▼▼▼
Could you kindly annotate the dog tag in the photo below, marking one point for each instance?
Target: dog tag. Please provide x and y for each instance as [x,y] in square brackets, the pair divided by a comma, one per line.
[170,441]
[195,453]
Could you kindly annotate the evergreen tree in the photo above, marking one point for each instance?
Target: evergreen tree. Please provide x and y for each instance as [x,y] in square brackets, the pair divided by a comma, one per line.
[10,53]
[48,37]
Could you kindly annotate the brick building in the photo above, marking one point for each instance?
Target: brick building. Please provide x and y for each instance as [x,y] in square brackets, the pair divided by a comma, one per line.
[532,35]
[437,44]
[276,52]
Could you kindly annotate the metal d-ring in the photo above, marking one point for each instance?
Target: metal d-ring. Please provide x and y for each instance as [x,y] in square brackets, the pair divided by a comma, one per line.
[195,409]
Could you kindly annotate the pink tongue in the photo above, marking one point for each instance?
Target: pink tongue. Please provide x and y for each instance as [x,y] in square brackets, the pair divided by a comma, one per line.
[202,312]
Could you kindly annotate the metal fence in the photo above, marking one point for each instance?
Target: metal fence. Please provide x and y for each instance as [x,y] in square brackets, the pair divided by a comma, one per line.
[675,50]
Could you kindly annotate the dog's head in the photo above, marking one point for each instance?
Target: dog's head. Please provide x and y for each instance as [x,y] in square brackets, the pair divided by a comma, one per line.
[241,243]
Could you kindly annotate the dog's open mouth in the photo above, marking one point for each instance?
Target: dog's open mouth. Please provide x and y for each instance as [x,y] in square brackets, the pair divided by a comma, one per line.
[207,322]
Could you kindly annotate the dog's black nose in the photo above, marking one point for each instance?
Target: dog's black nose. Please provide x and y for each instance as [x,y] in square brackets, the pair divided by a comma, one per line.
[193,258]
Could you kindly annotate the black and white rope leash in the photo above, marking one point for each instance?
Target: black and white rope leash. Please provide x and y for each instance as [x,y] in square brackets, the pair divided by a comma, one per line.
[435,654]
▲▲▲
Reproduce the data above verbatim, from the first line through the last, without changing anything.

Could you kindly annotate the dog tag in the photo below, marking one point for each instance?
Target: dog tag. Please provide x and y for each instance as [x,y] in square brackets, the pair divided by a comma, one per line.
[170,441]
[195,453]
Could you kindly annotate the evergreen tree in the photo above, marking one point for each instance?
Target: evergreen tree. Please provide x and y for each instance as [x,y] in square brackets, the pair divided by a comma, one per line.
[10,53]
[48,37]
Could you kindly annotate the brick building in the photo above, marking one point for each instance?
Target: brick building. Please provide x and y for each instance as [x,y] in square brackets, the pair divided by a comma, one per line.
[532,35]
[437,44]
[276,52]
Could you kindly annotate the metal d-ring in the photo above, marking one point for each instance?
Target: metal d-ring. Please provide x and y for each instance as [x,y] in square brackets, the pair divided by a comma, one per line.
[195,409]
Could you kindly annotate the pink tongue in the photo above, marking one point for each instance?
Target: pink tongue. Please provide x and y for each instance as [x,y] in square brackets, the pair divided by a comma, one per line.
[202,312]
Could you kindly annotate the metal fence in the photo above, marking one point for each instance?
Target: metal fence. Please provide x and y for each instance as [x,y] in square brackets, the pair divided by a comma, one per line.
[675,50]
Could you kindly annotate the dog's head in the photo above, marking one point for each instance?
Target: dog's head. Please provide x and y for each instance as [x,y] in square brackets, the pair divided by a comma, one per line.
[241,243]
Could you kindly annotate the dog's open mouth in the photo above, marking one point for each instance?
Target: dog's open mouth. Please provide x and y for each instance as [x,y] in square brackets, the pair divided by a comma, one per line.
[207,322]
Could you kindly annotate the dog's black nose in the photo above, marking one point for each instance?
Target: dog's black nose. Please provide x and y for each instance as [x,y] in square brackets, the pair divided by a comma, one per line.
[193,258]
Could you kindly annotate the black and white rope leash in the photo above, marking one point for each instance?
Target: black and white rope leash. Please provide x and y for each instance as [x,y] in square brackets, the pair divided by a comma, one per line.
[435,654]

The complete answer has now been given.